Task material:
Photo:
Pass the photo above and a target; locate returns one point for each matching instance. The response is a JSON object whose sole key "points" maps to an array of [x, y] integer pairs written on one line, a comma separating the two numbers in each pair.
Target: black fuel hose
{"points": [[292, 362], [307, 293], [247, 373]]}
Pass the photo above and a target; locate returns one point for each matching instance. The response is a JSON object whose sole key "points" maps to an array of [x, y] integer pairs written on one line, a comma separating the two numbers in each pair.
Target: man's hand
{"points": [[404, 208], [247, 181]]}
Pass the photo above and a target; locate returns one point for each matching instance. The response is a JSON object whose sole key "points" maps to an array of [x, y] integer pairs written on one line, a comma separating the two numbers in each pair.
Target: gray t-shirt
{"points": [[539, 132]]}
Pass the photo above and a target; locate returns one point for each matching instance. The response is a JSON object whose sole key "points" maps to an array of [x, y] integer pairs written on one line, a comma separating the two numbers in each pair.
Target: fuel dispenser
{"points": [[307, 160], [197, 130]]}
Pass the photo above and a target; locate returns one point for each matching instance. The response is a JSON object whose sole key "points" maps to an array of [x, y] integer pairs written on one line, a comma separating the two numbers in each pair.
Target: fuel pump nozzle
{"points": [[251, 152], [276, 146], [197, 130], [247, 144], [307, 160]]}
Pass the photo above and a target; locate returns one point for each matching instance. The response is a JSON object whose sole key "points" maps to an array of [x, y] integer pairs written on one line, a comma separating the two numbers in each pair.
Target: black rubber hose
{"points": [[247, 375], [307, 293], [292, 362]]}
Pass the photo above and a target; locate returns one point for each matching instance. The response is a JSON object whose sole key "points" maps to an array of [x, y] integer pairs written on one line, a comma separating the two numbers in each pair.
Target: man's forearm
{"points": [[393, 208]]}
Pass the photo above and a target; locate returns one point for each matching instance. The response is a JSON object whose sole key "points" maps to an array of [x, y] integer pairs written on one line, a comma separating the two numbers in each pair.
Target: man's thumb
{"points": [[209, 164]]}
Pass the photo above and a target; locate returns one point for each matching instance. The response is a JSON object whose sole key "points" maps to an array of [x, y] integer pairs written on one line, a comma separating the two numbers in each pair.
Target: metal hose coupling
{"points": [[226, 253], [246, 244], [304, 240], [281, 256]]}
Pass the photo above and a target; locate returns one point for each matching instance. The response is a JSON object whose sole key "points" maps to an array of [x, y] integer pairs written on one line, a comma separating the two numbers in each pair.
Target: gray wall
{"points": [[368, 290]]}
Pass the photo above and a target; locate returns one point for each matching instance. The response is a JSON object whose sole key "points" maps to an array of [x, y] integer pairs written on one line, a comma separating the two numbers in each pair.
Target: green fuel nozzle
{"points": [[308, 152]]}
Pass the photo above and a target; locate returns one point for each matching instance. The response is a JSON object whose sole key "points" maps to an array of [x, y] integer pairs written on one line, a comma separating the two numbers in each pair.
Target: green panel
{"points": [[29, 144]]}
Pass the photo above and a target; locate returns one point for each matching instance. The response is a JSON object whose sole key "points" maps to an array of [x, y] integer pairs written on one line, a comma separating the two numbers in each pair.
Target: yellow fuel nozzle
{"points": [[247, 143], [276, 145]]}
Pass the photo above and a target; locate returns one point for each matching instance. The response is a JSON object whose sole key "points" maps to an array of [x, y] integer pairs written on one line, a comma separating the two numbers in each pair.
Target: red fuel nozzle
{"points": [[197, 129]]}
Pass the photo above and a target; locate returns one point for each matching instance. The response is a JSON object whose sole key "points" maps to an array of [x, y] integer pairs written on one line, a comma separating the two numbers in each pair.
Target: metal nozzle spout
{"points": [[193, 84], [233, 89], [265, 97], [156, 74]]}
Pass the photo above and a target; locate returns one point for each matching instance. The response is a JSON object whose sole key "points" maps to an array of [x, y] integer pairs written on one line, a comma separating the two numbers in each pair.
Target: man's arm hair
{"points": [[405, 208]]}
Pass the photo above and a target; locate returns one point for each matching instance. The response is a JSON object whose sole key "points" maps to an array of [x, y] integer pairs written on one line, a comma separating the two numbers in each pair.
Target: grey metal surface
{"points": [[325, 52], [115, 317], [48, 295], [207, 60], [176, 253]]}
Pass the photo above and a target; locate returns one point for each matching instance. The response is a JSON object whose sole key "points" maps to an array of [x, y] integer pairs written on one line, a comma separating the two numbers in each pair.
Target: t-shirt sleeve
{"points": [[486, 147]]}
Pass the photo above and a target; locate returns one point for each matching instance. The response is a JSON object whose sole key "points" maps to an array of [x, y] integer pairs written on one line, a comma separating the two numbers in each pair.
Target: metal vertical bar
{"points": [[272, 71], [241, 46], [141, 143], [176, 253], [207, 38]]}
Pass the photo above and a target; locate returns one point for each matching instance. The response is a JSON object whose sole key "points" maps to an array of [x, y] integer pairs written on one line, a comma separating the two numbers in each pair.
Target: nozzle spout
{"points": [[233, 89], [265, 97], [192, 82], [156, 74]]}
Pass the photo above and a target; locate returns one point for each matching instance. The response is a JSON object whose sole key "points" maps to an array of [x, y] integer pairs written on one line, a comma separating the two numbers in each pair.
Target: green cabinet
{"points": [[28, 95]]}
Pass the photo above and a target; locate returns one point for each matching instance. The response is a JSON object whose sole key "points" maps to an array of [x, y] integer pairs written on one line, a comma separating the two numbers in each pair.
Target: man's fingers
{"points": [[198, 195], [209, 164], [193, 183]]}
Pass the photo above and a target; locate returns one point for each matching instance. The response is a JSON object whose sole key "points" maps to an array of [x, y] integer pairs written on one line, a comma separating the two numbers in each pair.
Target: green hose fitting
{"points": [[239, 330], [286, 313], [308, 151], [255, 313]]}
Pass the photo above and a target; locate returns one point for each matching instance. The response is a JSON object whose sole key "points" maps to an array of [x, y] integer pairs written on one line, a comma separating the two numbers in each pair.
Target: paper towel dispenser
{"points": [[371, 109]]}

What to work on:
Return the material above in full, exactly as written.

Output:
Photo:
Pass the photo above and a target; locate returns one point for each matching instance. The response is a JSON object whose sole key "points" maps to an array of [x, y] integer pairs written on one line, a comma separating the two numbers in each pair.
Target: black fuel hose
{"points": [[292, 362], [307, 293], [247, 373]]}
Pass the photo above and a target; locate returns one point for each matching instance. The response is a JSON object whose sole key "points" maps to an array of [x, y] integer pairs written on one line, a comma separating the two numbers in each pair.
Target: man's hand
{"points": [[404, 208], [247, 181]]}
Pass the photo above and a target; locate returns one point for each matching instance. The response is a JSON object whose sole key "points" maps to an array of [x, y] integer pairs written on one line, a comma separating the two numbers in each pair.
Target: gray t-shirt
{"points": [[539, 132]]}
Pass the photo above and a target; locate returns one point for each matching instance. The response is a JSON object whose sole key "points" maps to an array of [x, y] integer pairs written on one line, a comma separating the two numbers in each pair.
Target: fuel dispenser
{"points": [[307, 160], [197, 130]]}
Pass the photo above and a target; locate returns one point for each matching instance. The response is a JSON object whose sole key "points" maps to an array of [x, y] integer pairs written on one line, a comma separating the two numbers in each pair.
Target: fuel pump nozzle
{"points": [[251, 152], [276, 146], [197, 130], [247, 144], [307, 160]]}
Pass the photo above and a target; locate returns one point for each matching instance. The response is a JSON object whose sole key "points" maps to an array of [x, y] integer pairs written on one line, a comma separating the two numbers in each pair.
Target: black rubber hose
{"points": [[247, 375], [307, 293], [292, 362]]}
Pass the photo above and a target; locate returns one point for each matching instance. The response is a JSON object whose sole key "points" maps to an array of [x, y] integer pairs written on one line, a comma separating the two numbers in each pair.
Target: man's forearm
{"points": [[393, 208]]}
Pass the photo above and a target; locate returns one point for each matching instance. The response is a JSON object whose sole key "points" maps to an array of [x, y] integer pairs written on one line, a comma separating the two numbers in each pair.
Target: man's thumb
{"points": [[209, 164]]}
Pass the photo above and a target; locate returns one point for each matching instance. The response is a JSON object whose sole key "points" maps to an array of [x, y] integer pairs written on one line, a comma separating the two numbers in each pair.
Target: metal hose coupling
{"points": [[226, 253], [246, 244], [304, 240], [281, 256]]}
Pass the photo above and a target; locate returns one point for each matching instance. The response is a JSON object whose sole key "points" maps to an array of [x, y] integer pairs written on one line, a comma separating the two numbers in each pair.
Target: gray wall
{"points": [[368, 290]]}
Pass the photo above and a target; locate returns one point for each matching instance. The response is a JSON object whose sole key "points" maps to an array of [x, y] integer pairs written on one line, a comma separating the two numbers in each pair.
Target: green fuel nozzle
{"points": [[308, 152]]}
Pass the photo above and a target; locate returns one point for each matching instance. The response is a JSON object whose sole key "points" maps to an array of [x, y] integer pairs written on one line, a comma separating the two numbers in each pair.
Target: green panel
{"points": [[29, 144]]}
Pass the photo above and a target; locate returns one point for each matching instance. The response is a JSON object whose sole key "points" maps to an array of [x, y] integer pairs written on one line, a comma separating the two numbers in each pair.
Target: yellow fuel nozzle
{"points": [[247, 143], [276, 145]]}
Pass the photo above and a target; locate returns one point for each matching instance. The response is a JSON object whose sole key "points" maps to an array of [x, y] integer pairs written on one line, a comma separating the two numbers in each pair.
Target: red fuel nozzle
{"points": [[197, 129]]}
Pass the photo above and a target; locate returns one point for each matching instance. The response is a JSON object whose sole key "points" maps to an array of [x, y] integer pairs written on one line, a comma separating the two numbers in each pair.
Target: metal nozzle spout
{"points": [[193, 84], [233, 89], [265, 97], [156, 74]]}
Pass the photo above and a target; locate returns one point for each matching instance. The response is a JSON object whose sole key "points" maps to an array of [x, y] integer pairs written on one line, a comma separating the two numbers in each pair.
Target: man's arm hair
{"points": [[405, 208]]}
Pass the photo above and a target; locate returns one point for each matching instance. The response is a JSON object whose sole key "points" maps to an array of [x, y] integer pairs written on one line, a comma separating the two numbers in each pair.
Target: grey metal surface
{"points": [[325, 52], [115, 317], [48, 295], [207, 60], [176, 253]]}
Pass the photo above and a target; locate returns one point for each matching instance. The response is a JSON object whose sole key "points" maps to an array of [x, y] integer pairs written on one line, a comma separating the two numbers in each pair.
Target: t-shirt sleeve
{"points": [[486, 147]]}
Pass the photo above and a target; locate returns one point for each matching instance. The response is a JSON object whose sole key "points" maps to an array of [x, y] integer pairs written on one line, a comma separating the two numbers in each pair.
Target: metal vertical bar
{"points": [[272, 71], [241, 46], [141, 143], [176, 253], [207, 38]]}
Pass the photo above and a target; locate returns one point for each matching instance. The response is a JSON object whose sole key "points" maps to an array of [x, y] integer pairs written on one line, a comma separating the two numbers in each pair.
Target: nozzle spout
{"points": [[233, 89], [265, 97], [192, 82], [156, 74]]}
Pass the photo above and a target; locate returns one point for each matching instance. The response is a JSON object whose sole key "points" maps to an array of [x, y] integer pairs written on one line, a comma separating the two numbers in each pair.
Target: green cabinet
{"points": [[28, 95]]}
Pass the photo above and a target; locate returns one point for each matching instance. The response is a JSON object whose sole key "points" maps to an array of [x, y] integer pairs written on one line, a comma separating the two numbers in each pair.
Target: man's fingers
{"points": [[198, 195], [209, 164], [193, 183]]}
Pass the photo above and a target; locate returns one point for each matching instance. The response is a JSON object whose sole key "points" maps to an array of [x, y] integer pairs written on one line, a comma separating the two numbers in each pair.
Target: green hose fitting
{"points": [[239, 330], [286, 313], [308, 151], [255, 313]]}
Pass the photo above and a target; locate returns one point for each matching instance. The response is a JSON object whose sole key "points" maps to an array of [x, y] integer pairs written on one line, a comma separating the two numbers in each pair.
Target: paper towel dispenser
{"points": [[371, 109]]}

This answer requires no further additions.